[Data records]
____________

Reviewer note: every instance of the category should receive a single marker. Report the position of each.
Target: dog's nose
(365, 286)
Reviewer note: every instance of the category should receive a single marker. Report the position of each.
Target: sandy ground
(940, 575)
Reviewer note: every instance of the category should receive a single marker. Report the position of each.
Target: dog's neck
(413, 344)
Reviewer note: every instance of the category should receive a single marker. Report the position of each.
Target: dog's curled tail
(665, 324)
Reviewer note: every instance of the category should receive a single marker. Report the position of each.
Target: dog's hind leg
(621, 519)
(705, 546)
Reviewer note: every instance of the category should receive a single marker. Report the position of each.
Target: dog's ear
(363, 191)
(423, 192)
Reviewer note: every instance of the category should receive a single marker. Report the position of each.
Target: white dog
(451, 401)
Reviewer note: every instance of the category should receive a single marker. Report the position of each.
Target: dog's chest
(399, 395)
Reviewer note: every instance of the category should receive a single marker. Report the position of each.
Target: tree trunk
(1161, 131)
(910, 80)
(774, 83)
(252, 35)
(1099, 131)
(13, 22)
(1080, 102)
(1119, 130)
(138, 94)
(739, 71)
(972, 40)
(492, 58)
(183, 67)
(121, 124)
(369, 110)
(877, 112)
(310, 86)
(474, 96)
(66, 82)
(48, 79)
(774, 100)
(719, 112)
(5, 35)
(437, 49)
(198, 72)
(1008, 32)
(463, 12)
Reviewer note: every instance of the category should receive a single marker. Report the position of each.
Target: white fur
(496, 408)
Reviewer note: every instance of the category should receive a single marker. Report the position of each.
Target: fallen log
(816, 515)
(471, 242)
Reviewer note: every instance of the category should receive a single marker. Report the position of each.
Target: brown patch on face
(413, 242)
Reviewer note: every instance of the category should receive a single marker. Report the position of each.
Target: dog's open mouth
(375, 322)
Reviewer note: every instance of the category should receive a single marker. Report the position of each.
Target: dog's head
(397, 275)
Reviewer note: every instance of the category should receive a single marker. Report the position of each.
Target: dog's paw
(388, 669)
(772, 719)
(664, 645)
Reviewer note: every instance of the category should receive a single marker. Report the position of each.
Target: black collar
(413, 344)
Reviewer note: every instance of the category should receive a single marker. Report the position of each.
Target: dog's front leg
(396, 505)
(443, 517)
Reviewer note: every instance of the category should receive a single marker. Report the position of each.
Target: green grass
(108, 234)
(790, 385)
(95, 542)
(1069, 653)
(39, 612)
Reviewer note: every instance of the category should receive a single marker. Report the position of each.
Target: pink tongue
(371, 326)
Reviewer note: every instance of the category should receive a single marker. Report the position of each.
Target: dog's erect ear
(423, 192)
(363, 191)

____________

### Brief:
Every entry needs to be copied exactly as it was written.

### Written solution:
Reviewer note: every instance of the category should receive a single marker. Report the position of each.
Target: dog's nose
(365, 286)
Reviewer note: every instance of the category should receive a single marker. Report the position of each.
Target: sandy ground
(940, 575)
Reviewer note: every instance of the category should receive a single marker. Report the position of each.
Target: dog's neck
(413, 344)
Reviewer note: every instance of the category should receive a single marker. Report the position of each.
Target: dog's curled tail
(665, 324)
Reviewer note: every instance of the category should receive a single marker. Report the position of each.
Target: dog's hind leg
(621, 519)
(705, 546)
Reviewer note: every instance of the category should receive a single marker. Report the position of each.
Target: dog's ear
(363, 191)
(423, 192)
Reviewer note: every instance of the category should receive a single marker. Report the position of each.
Target: white dog
(451, 401)
Reviewer note: every instance of the category should receive a single marker. Report the position of each.
Target: dog's chest
(399, 395)
Reviewer note: every instance of the category should receive a single marker. Report the position of each.
Target: tree trunk
(1161, 131)
(910, 80)
(774, 83)
(252, 35)
(1099, 131)
(13, 22)
(1080, 102)
(1119, 130)
(138, 94)
(739, 71)
(972, 40)
(492, 58)
(183, 67)
(121, 124)
(369, 110)
(877, 112)
(310, 86)
(474, 96)
(66, 82)
(48, 79)
(774, 100)
(719, 112)
(5, 35)
(437, 49)
(198, 72)
(1008, 32)
(463, 12)
Reviewer note: every instance of the category should receive a single marker. Report the position of each.
Target: white fur
(496, 408)
Reviewer note: every instance of the category should receive a single marker. Report the position of each.
Target: fallen log
(816, 515)
(471, 242)
Reviewer note: every instance of the category should receive a single marker. Report the position of each.
Target: brown patch on face
(413, 242)
Reviewer note: every instance of the category should receive a single marker. Report the position of each.
Target: dog's open mouth
(375, 322)
Reviewer note: every instance of the category should receive a single marker. Report the position of each.
Target: dog's head
(397, 275)
Reviewer note: every instance of the category should receive a single marker. Report the position of each.
Target: dog's paw
(388, 669)
(772, 719)
(664, 645)
Reviewer note: every instance of the category should receive a single marker. Report the position of each.
Target: black collar
(413, 344)
Reviewer note: every instance of the category should receive a single marker. Report the position of each.
Target: dog's front leg
(396, 505)
(443, 517)
Reviewer note: every instance of the category should receive a single marker. Report the position of each.
Target: green grass
(108, 234)
(790, 385)
(95, 542)
(1069, 653)
(39, 612)
Reviewer note: every instance of the category should receive a single marker. Report the position of each.
Target: pink tongue
(371, 326)
Reviewer note: every instance of the category should receive a single marker. Report the position of each.
Target: dog's erect ear
(423, 192)
(363, 191)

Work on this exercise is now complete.